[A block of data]

(begin)

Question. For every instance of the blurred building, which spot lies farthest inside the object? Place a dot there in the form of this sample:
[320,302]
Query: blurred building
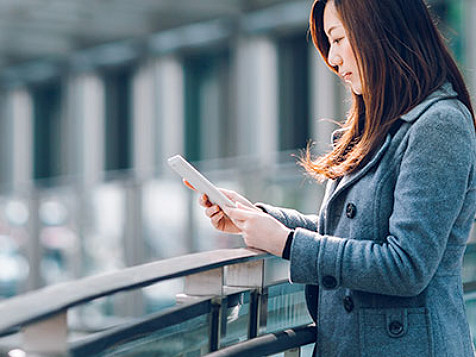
[96,95]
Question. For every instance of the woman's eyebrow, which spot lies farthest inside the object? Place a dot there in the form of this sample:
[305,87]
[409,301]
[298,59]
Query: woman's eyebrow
[332,28]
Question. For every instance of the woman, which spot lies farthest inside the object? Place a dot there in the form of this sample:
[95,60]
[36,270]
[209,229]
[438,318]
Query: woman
[383,259]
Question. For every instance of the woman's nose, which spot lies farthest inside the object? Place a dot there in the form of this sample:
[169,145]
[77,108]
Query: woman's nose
[334,59]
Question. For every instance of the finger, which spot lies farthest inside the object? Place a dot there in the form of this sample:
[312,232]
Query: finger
[239,214]
[212,210]
[204,201]
[217,218]
[188,184]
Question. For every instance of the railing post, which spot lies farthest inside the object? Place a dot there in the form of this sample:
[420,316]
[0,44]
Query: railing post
[47,337]
[208,283]
[295,352]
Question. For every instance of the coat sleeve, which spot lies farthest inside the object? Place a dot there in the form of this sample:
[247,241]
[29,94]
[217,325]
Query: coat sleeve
[432,183]
[291,218]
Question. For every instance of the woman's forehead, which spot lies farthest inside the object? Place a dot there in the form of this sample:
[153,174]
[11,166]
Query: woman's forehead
[331,19]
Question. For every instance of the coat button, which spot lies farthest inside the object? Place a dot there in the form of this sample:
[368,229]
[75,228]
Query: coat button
[350,210]
[329,282]
[395,328]
[348,303]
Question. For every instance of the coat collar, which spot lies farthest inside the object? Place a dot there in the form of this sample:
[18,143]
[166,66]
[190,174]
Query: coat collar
[446,91]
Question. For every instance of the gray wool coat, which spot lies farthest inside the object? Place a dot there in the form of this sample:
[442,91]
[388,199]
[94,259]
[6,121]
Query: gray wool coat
[386,249]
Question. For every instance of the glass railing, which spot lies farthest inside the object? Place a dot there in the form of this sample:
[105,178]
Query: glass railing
[229,303]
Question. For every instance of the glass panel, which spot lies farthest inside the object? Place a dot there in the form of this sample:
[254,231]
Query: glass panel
[306,351]
[237,315]
[286,307]
[189,338]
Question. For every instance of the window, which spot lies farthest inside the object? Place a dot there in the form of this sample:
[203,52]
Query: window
[293,101]
[209,131]
[118,136]
[47,130]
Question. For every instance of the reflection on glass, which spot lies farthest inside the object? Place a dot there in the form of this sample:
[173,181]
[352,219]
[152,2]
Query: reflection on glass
[471,313]
[103,240]
[286,307]
[58,239]
[14,265]
[189,338]
[236,319]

(end)

[PROBLEM TO WORK ON]: Copy out every line of the material above word for word, leaving out the pictures.

[REPLY TO THE TASK]:
Question. For every instance of the blurred building, which spot lies farthest inside the object? Place a dot there in the form of this sample:
[320,302]
Query: blurred building
[96,95]
Question. For every instance of the woman's eyebrow, which spot lies farthest inside the object? Place a dot there in the form of this sample:
[305,87]
[409,301]
[298,59]
Query: woman's eyebrow
[332,28]
Question. For every instance of the woman, which spot lies farthest inside the object? Place a dot there in the form of this sample:
[95,60]
[36,270]
[209,229]
[438,318]
Query: woman
[383,259]
Question. For every instance of the woman's nose, which spot lies farthest inside the object? Place a dot there in the form of this sample:
[169,145]
[77,108]
Query: woman's nose
[334,59]
Question. For every instance of the finger, which spot lies farthest inside the object? Place a dot there in the form of this sample:
[312,232]
Query: finger
[239,214]
[212,210]
[204,201]
[217,218]
[188,184]
Question. For every instance of the railing post, which spot lies farthest inside the object? Place a dot there in the form of this sample:
[420,316]
[0,44]
Query: railing post
[47,337]
[208,283]
[295,352]
Question. For every instance of the coat sleeve, which spot lies farthest inside the object? Place a dot there in the form of this sample:
[247,241]
[29,94]
[217,325]
Query: coat sleeve
[432,183]
[291,218]
Question. For every instance of the woman's forehead, which spot lies farthest inside the object? Place a dot there in the form of this sample:
[153,174]
[11,166]
Query: woman's forehead
[331,19]
Question. For every instance of the coat button, which spot lies farthest inside the object? Place a dot there in the form of this sample:
[368,229]
[75,228]
Query: coat button
[350,210]
[329,282]
[395,328]
[348,303]
Question. For every instance of the coat collar, which spot lies farthest inside the object? Place a dot there in the form of this sample:
[18,143]
[166,66]
[190,174]
Query: coat collar
[446,91]
Question. For every instance of the gray wool coat, which spot lies farthest inside the object? Place a dot there in the form of this sample:
[442,91]
[388,199]
[94,259]
[6,121]
Query: gray wool coat
[386,249]
Question. For every instance of the glass railing, which spot lies farthest inside the object? Place a dot there in the form of this sample:
[105,178]
Query: glass railing
[229,303]
Question. For every instance of the glass panel, which spot lies farthest inside the object? Place a dot there in the form of this sample:
[254,231]
Query: glass panel
[306,351]
[237,315]
[286,307]
[189,338]
Question. For every instance of the window, which spot lies farthest inside the object? Place a dot there in the form of this sample:
[203,52]
Query: window
[293,101]
[209,131]
[118,136]
[47,130]
Question. For every instance of the reflection on glass, which spot lies farthest inside the object? Place a dot there in the form of this sample:
[173,181]
[352,219]
[152,2]
Query: reflection on glass
[471,313]
[103,240]
[286,307]
[58,239]
[14,265]
[189,338]
[236,319]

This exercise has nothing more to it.